I ran different tests now, one with a 1.19.3 Paper server build 383 and hardly any plugins installed (I removed all unnecessary plugins for the test), all what's left is: ItemsAdder, LoneLibs, LuckPerms-Bukkit, ProtocolLib, (optional Chunky)

So there are no other plugins to blame left. Even with normal discovery (no Chunky pregen) I get corrupted regions, the only difference between getting a corrupted region while pregenerating and normal player discovery is that the server crashes when the exception appears while performing the pregeneration while it just throws the exception on normal discovery.

Here is the full log with pregen: https://mclo.gs/MkfmonI You will find two exceptions from ItemsAdder in it: Line 3835, https://mclo.gs/MkfmonI#L3835 (no crash), line 5715, https://mclo.gs/MkfmonI#L5715 (crash)

Crashreport: https://mclo.gs/ItuhzRG

Here is the same error without Chunky and normal player discovery: https://mclo.gs/j8WhpFx

As you see, there is no difference, also Chunky is not the cause and all that is left is Paper, ItemsAdder, LoneLibs and my world. The world has been started fresh (emtpy world) with the ItemsAdder Worldpopulator, only the spawn has been placed with FAWE. We use a rtp plugin on the live server so some unconnected areas (spots) have been discovered meanwhile all over the world (but everything happened after the fresh start of the world with the Worldpopulator).

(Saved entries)
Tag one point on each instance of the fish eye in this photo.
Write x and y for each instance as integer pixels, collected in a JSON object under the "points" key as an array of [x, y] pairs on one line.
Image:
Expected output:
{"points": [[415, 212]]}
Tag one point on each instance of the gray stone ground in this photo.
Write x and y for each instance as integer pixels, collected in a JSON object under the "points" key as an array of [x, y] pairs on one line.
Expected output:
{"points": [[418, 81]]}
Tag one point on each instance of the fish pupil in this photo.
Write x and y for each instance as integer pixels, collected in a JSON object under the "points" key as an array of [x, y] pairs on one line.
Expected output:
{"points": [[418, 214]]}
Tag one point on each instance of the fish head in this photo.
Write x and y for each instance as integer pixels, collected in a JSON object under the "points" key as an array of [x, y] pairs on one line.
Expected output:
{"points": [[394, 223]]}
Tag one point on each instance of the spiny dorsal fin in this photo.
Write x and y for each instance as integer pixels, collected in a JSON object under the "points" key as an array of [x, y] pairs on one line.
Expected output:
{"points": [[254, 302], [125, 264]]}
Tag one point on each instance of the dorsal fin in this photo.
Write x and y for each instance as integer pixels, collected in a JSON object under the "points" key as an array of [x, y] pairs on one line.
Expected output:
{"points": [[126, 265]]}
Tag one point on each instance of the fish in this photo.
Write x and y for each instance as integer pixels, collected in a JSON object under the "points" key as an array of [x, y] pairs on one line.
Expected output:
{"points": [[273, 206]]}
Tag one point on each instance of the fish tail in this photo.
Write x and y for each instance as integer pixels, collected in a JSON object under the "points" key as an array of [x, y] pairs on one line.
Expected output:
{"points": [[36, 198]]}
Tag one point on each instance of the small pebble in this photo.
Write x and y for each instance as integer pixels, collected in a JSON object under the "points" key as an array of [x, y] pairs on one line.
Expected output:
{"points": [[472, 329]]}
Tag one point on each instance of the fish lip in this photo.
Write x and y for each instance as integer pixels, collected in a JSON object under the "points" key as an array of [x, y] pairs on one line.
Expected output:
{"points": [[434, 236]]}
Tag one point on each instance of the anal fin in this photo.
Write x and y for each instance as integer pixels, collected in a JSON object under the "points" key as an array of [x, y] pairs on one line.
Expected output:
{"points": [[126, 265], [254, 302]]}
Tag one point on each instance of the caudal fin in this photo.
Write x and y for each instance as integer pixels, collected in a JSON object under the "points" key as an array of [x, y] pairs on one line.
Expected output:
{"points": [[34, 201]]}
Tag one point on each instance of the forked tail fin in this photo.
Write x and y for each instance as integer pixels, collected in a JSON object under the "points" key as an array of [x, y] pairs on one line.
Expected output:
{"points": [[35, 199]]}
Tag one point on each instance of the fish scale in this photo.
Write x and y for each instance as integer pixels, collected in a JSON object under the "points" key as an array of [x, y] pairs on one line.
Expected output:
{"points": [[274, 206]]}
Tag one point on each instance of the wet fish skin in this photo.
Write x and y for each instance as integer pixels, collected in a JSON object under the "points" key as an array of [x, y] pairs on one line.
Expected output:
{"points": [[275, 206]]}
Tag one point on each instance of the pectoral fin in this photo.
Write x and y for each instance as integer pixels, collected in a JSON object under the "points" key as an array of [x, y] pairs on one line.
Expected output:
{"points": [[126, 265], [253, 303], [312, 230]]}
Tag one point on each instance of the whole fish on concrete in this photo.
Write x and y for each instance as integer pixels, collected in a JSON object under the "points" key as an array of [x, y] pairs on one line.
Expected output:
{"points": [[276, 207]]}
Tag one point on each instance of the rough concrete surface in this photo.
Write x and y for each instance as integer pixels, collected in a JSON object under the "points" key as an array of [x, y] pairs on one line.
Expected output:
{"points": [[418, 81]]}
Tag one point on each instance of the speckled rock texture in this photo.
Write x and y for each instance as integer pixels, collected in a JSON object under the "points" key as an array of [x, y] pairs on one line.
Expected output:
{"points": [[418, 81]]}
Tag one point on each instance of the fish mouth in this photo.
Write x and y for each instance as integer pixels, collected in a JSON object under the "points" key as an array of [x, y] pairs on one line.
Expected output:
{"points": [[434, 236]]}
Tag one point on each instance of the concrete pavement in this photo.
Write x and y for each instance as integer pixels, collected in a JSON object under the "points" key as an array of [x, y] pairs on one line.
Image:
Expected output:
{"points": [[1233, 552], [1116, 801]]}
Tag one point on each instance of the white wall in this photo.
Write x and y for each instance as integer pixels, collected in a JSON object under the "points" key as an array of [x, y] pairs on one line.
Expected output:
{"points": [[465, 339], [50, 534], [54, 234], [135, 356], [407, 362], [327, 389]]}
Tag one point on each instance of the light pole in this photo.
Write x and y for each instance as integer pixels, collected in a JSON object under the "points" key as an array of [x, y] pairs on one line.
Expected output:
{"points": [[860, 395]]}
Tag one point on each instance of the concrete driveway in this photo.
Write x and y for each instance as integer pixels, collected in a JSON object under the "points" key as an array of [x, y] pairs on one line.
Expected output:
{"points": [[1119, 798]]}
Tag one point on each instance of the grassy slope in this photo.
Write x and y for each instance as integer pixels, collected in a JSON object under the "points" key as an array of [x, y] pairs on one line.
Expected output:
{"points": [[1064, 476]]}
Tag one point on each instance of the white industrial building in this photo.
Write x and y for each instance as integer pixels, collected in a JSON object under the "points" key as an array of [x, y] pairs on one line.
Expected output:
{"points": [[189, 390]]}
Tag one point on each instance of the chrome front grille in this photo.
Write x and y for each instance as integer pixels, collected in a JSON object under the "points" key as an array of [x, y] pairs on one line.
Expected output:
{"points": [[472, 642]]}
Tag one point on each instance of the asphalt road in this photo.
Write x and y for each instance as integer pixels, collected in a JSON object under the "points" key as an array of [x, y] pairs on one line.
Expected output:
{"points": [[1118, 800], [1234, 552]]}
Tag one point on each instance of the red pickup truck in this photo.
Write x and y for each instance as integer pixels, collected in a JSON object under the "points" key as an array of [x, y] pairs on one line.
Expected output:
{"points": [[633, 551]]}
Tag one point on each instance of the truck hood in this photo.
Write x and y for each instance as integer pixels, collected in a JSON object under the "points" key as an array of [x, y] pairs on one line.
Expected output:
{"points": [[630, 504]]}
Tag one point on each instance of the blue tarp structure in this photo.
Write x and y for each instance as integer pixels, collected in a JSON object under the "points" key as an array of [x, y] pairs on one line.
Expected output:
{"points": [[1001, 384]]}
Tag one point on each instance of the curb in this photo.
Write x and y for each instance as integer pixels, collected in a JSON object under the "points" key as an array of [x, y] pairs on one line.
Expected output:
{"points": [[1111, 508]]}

> _To-do list_:
#1 In the forum post, which Paper server build was used for the test with hardly any plugins installed?
#2 Return the part of the forum post that opens with the words containing "Here is the same" and closes with "with the Worldpopulator).".

> _Task solutions_:
#1 Paper 1.19.3, build 383.

#2
Here is the same error without Chunky and normal player discovery: https://mclo.gs/j8WhpFx

As you see, there is no difference, also Chunky is not the cause and all that is left is Paper, ItemsAdder, LoneLibs and my world. The world has been started fresh (emtpy world) with the ItemsAdder Worldpopulator, only the spawn has been placed with FAWE. We use a rtp plugin on the live server so some unconnected areas (spots) have been discovered meanwhile all over the world (but everything happened after the fresh start of the world with the Worldpopulator).